> **EXTRACTED ENTRIES**:

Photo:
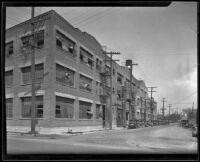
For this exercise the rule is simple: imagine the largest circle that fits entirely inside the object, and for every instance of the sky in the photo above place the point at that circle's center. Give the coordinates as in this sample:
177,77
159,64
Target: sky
161,40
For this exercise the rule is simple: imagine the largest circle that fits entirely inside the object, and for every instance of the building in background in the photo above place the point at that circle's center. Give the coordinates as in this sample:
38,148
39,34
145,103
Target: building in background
72,88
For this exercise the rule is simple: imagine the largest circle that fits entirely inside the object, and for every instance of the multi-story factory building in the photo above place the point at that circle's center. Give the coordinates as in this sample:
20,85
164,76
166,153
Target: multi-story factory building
72,88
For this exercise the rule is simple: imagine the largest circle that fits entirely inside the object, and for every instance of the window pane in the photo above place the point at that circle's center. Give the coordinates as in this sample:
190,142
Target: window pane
9,108
64,107
9,48
9,78
26,106
85,83
64,75
98,111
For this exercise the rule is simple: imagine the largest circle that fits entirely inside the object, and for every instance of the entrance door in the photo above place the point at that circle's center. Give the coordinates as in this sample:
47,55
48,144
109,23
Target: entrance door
119,118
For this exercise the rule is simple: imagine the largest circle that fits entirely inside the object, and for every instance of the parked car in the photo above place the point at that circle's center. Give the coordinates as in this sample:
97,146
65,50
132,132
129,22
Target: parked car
132,125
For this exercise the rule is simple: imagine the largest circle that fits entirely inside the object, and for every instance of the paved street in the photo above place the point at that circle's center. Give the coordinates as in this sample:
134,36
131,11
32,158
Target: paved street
159,139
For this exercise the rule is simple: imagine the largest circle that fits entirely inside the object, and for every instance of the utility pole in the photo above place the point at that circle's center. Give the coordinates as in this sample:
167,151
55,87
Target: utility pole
169,112
163,109
111,71
33,105
151,111
130,65
192,109
145,99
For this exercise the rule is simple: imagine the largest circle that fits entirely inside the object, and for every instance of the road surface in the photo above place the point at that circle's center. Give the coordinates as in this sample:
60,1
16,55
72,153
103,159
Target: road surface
159,139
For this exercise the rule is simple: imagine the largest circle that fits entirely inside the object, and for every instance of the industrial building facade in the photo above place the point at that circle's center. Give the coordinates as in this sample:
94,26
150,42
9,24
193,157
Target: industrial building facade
71,86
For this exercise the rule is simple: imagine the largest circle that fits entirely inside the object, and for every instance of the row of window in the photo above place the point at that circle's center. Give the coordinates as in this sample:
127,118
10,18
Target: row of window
64,108
26,43
64,76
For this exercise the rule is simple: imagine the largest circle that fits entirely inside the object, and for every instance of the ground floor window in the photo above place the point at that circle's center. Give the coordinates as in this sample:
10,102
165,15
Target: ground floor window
26,107
64,107
9,108
85,110
98,111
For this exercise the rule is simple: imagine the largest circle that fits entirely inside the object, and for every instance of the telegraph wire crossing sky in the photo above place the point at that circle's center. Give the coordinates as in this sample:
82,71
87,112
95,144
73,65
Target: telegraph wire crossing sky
162,40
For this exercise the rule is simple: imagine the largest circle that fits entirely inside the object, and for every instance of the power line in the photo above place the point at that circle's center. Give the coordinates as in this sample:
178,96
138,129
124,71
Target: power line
90,17
187,97
97,18
75,18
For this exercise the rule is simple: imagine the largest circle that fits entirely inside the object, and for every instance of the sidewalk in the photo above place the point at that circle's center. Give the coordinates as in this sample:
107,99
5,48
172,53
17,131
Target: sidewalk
12,130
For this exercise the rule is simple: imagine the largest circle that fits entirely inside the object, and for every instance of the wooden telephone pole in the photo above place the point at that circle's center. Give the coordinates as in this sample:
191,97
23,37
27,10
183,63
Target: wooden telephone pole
130,65
163,109
33,105
111,71
151,111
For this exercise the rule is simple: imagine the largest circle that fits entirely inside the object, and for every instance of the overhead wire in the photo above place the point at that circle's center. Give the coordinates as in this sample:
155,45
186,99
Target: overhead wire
96,19
92,16
185,97
83,14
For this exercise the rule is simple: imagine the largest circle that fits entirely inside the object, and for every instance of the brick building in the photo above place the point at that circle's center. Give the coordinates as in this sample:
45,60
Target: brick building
70,69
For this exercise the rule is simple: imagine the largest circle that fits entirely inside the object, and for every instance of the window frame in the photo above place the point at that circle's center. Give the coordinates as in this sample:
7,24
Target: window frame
61,106
9,47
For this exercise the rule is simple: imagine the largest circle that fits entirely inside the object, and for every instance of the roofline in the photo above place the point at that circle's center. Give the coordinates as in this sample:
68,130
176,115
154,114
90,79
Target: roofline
27,21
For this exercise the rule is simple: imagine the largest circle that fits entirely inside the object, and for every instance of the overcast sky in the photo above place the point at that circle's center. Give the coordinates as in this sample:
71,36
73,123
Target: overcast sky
162,40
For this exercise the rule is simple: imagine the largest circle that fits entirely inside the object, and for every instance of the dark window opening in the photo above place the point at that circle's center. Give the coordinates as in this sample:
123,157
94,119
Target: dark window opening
58,43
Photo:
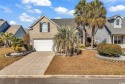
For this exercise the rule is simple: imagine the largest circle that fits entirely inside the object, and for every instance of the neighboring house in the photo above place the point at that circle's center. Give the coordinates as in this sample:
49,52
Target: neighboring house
44,29
17,30
113,32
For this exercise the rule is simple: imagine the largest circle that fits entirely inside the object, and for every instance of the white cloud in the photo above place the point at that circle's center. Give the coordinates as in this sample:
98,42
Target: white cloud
7,10
34,11
12,22
57,18
62,10
26,18
117,8
37,2
29,9
71,12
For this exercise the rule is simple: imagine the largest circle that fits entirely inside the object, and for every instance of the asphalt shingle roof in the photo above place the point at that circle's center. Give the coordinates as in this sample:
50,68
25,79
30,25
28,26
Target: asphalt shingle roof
65,22
13,29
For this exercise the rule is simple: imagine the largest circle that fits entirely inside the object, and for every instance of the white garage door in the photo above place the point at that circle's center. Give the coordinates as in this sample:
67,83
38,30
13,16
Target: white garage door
43,45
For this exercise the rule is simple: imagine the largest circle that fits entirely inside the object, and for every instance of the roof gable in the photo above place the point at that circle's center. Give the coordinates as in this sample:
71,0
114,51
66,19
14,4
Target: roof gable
30,27
14,28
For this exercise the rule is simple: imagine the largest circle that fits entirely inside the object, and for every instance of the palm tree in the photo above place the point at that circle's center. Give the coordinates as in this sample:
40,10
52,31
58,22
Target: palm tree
5,37
66,40
81,17
97,17
16,44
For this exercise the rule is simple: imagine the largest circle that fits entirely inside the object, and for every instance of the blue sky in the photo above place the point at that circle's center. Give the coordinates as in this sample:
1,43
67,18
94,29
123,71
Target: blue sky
25,12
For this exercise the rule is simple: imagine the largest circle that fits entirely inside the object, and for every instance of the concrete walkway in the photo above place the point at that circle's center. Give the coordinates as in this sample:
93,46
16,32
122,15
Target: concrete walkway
35,63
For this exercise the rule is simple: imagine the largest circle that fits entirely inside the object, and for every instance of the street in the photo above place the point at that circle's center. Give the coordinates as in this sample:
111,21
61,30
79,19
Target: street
62,81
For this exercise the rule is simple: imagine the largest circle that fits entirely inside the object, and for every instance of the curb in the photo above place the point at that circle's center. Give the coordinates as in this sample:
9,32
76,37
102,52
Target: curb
66,76
109,59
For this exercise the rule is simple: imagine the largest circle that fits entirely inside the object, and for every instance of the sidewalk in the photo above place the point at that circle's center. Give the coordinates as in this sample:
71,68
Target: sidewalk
35,63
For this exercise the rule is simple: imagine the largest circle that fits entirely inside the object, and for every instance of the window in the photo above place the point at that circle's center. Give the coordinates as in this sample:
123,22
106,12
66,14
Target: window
44,27
117,21
118,39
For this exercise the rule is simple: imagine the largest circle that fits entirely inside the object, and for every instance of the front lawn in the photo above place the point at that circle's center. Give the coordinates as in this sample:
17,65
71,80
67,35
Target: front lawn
85,64
5,61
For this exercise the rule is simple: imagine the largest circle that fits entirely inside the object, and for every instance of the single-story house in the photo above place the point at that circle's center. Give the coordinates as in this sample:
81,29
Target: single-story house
17,30
43,30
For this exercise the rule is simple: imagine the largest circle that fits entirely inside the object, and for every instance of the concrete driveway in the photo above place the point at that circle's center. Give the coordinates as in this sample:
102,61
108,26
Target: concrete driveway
35,63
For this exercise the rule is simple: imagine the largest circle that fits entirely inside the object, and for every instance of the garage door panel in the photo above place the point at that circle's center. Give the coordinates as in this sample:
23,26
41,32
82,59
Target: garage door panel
43,45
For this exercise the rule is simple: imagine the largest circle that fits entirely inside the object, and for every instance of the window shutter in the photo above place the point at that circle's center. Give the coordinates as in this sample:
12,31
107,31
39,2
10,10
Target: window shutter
48,27
40,26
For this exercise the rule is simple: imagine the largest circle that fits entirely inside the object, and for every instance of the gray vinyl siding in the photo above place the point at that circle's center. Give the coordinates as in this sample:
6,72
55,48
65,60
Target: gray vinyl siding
102,35
111,22
20,33
4,27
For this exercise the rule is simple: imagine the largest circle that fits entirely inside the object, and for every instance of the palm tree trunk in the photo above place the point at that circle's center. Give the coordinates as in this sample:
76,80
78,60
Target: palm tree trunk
92,41
84,36
92,37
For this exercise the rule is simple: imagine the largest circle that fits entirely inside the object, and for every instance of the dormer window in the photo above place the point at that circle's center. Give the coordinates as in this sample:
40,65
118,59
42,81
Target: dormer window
44,27
117,21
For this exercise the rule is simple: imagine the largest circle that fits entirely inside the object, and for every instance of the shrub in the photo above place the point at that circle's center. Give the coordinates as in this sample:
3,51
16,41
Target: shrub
82,46
28,47
109,49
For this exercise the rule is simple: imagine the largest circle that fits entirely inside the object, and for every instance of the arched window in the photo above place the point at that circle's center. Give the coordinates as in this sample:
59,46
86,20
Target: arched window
44,27
117,21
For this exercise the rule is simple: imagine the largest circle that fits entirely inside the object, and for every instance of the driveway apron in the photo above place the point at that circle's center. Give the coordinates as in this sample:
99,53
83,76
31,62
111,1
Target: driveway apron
35,63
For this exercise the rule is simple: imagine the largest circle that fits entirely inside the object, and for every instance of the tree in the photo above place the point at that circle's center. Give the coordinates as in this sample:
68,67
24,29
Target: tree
26,39
5,37
97,17
81,16
17,44
66,40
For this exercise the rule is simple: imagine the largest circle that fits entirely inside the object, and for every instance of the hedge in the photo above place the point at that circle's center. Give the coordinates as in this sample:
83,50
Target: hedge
109,49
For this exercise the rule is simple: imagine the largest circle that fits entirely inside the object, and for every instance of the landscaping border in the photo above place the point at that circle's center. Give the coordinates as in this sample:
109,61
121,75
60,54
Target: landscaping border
115,59
66,76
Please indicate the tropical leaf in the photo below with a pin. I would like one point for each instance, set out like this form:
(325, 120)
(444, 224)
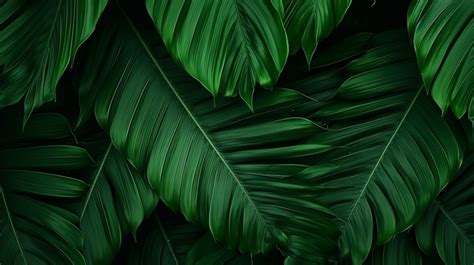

> **TASK TO CARRY OUT**:
No pictures belong in the output. It should reproduce exactly the lines from the one containing "of the tree" through the end of the data, both ends included.

> **EXERCISE ANSWER**:
For this exercise the rule is simple: imagine the largest circle that fits entirely inside the object, and for every instance of the tree in the photo above place the point at that circle's center. Give the coordinates as in this sample:
68,67
24,29
Target: tree
26,39
5,37
97,17
81,16
17,44
66,40
For this exercise the rule is simple: imagine the largest circle that fits entirely inside the object, and for every instance of the hedge in the photo above place the point at that circle's center. Give the coordinates as in this sample:
83,50
Target: hedge
109,49
For this exercise the rule is simple: imagine the largest circle that fits entirely inside the object, and for every instance of the landscaping border in the photo above place the point at that circle's center. Give the coordinates as in this sample:
109,61
121,75
60,54
Target: landscaping border
115,59
66,76
Please indicate the tropical leaf in the photo below with a pin. I would like one point for each instance, set out like this form:
(325, 120)
(444, 224)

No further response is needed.